Bağımsız denetim raporu, finansal tablo kullanıcıları açısından bağımsız bir denetimin gerçekleştirildiğine ilişkin tek kanıt olma özelliğine sahiptir. Sahip olduğu bu özelliğinden ötürü bağımsız denetim raporunun mesleki bir dil ile hazırlanması gerekmektedir. Raporlama standartları bağımsız denetim raporunun hazırlanması aşamasında bağımsız denetçilere yardımcı olacak standartlardan oluşmaktadır (Güredin, 2014: 50).

6.1.3.1. Genel Kabul Görmüş Muhasebe İlkelerine Uygunluk Standardı

“Genel Kabul Görmüş Muhasebe İlkeleri (GKMİ)’ne Uygunluk Standardı gereğince bağımsız denetim raporunda incelenen finansal tabloların GKMİ’ne uygun bir şekilde hazırlanıp hazırlanmadığı belirtilmelidir (Yılancı, 2016: 29).

○ ○ ○

> [Belirtilen Hedef A]: Bağımsız denetim raporuyla ilgili metinde "6.1.3.1. Genel Kabul" ifadesiyle başlayıp "(Yılancı, 2016: 29)." ifadesiyle biten bölümü hiçbir değişiklik yapmadan yazdırınız.
> [Belirtilen Hedef B]: Bağımsız denetim raporuna ilişkin metne göre raporlama standartları, raporun hazırlanması aşamasında kimlere yardımcı olur?
> [Belirtilen Hedef C]: Bağımsız denetim raporunu anlatan metni, son cümlesinden sonra gelecek biçimde ilerletiniz.

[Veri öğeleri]
○ ○ ○

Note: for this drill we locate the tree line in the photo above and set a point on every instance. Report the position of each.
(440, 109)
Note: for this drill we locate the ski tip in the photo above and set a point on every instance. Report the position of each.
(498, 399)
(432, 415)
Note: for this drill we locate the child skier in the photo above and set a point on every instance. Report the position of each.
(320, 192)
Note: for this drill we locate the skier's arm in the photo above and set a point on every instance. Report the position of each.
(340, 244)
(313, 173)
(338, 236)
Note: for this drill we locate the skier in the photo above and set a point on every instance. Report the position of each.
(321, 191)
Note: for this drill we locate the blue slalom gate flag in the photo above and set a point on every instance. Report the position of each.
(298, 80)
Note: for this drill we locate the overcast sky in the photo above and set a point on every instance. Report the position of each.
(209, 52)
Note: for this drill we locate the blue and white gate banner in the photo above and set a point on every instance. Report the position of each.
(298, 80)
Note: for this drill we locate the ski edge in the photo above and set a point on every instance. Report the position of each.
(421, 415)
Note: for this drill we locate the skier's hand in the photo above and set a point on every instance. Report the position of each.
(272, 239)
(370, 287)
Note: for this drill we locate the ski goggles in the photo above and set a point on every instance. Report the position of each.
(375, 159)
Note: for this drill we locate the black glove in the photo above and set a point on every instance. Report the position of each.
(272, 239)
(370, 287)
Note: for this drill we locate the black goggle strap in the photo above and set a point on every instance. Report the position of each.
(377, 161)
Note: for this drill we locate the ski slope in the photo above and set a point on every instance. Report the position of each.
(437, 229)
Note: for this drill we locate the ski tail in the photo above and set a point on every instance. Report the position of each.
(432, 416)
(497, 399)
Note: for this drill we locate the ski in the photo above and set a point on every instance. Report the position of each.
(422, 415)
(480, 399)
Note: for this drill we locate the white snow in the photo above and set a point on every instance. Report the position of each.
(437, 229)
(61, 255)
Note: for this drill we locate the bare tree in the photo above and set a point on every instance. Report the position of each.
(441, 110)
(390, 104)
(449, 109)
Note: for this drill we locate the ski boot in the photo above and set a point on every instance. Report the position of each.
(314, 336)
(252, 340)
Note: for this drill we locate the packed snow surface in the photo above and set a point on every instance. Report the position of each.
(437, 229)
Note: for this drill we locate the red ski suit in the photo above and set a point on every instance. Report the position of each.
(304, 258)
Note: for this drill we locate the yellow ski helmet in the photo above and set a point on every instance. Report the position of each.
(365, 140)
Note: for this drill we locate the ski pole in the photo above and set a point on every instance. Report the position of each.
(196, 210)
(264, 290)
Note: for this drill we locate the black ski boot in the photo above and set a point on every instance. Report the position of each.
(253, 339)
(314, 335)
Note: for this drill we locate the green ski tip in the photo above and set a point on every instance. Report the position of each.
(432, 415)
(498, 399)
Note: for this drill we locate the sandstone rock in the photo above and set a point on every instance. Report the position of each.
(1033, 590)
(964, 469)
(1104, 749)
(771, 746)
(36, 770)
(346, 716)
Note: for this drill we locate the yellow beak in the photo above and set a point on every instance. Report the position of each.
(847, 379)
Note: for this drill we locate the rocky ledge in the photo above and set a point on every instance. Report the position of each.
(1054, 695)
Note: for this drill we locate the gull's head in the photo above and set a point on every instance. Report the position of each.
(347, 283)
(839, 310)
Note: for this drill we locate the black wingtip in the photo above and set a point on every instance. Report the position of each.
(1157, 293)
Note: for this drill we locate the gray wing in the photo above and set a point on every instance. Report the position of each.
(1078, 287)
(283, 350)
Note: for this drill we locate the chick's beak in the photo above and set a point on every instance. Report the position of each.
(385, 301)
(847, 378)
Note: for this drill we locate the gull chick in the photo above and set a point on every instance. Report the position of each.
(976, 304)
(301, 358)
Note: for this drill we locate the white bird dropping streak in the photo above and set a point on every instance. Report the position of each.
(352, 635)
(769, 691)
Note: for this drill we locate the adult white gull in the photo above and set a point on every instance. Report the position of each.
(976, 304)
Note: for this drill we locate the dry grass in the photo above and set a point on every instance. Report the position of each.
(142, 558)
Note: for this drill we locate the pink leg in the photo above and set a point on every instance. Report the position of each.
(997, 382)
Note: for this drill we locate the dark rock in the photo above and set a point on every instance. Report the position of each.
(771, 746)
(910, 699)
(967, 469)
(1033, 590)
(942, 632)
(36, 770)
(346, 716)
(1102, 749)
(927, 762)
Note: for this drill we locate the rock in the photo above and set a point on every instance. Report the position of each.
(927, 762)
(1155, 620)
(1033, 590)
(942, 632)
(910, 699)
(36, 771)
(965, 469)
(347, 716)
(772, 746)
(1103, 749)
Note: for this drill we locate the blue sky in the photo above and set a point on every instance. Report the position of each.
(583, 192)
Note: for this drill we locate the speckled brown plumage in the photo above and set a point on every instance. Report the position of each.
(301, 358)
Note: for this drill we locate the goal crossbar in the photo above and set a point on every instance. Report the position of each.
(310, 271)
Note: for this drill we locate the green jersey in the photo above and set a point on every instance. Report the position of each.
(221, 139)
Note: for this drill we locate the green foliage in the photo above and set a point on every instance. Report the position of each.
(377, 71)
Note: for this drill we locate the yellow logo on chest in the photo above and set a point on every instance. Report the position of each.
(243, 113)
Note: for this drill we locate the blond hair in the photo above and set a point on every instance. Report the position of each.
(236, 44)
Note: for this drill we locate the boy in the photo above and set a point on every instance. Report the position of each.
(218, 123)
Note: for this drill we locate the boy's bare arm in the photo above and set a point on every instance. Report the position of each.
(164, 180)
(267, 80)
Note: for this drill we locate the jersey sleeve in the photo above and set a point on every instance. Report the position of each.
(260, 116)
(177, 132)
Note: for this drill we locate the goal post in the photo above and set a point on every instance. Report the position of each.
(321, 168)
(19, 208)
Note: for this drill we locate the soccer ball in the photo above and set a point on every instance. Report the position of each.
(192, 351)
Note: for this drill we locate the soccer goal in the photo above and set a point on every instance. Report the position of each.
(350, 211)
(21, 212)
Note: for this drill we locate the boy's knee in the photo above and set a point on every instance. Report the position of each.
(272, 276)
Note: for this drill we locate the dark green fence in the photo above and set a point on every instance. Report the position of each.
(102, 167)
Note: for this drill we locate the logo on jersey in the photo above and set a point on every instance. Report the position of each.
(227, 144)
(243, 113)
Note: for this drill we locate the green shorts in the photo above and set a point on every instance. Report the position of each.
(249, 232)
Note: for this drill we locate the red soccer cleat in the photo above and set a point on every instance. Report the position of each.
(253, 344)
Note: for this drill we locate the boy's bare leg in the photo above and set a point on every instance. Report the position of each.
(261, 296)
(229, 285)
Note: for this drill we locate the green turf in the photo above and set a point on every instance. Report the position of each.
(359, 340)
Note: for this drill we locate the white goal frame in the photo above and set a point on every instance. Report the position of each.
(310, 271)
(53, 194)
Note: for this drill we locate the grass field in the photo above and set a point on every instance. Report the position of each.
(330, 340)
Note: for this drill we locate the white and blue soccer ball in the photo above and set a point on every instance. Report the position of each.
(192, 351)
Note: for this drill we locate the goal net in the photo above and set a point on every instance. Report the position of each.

○ ○ ○

> [Sonuç A]:
6.1.3.1. Genel Kabul Görmüş Muhasebe İlkelerine Uygunluk Standardı

“Genel Kabul Görmüş Muhasebe İlkeleri (GKMİ)’ne Uygunluk Standardı gereğince bağımsız denetim raporunda incelenen finansal tabloların GKMİ’ne uygun bir şekilde hazırlanıp hazırlanmadığı belirtilmelidir (Yılancı, 2016: 29).

> [Sonuç B]: Bağımsız denetçilere yardımcı olur.

> [Sonuç C]:
Muhasebe ilkeleri, işletmenin finansal tablolarının doğru bir şekilde hazırlanıp hazırlanmadığının esas belirleyicisi durumundadır. Bu yüzden bağımsız denetçiler işletmenin finansal tablolarına yönelik iddiaları ile muhasebe ilkelerini karşılaştırırken oldukça dikkatli davranmak durumundadır. Gerçekleştirilen denetim sonrası muhasebe ilkelerinden bir sapma olması halinde belirlenen sapmalar önem düzeylerine göre bağımsız denetim raporunda belirtilecektir. Muhasebe ilkelerinden sapmaların önem düzeyi bağımsız denetçinin işletmenin finansal tabloları hakkındaki görüşünü oluşturmasına esas teşkil etmektedir. (Bozkurt, 2012: 41)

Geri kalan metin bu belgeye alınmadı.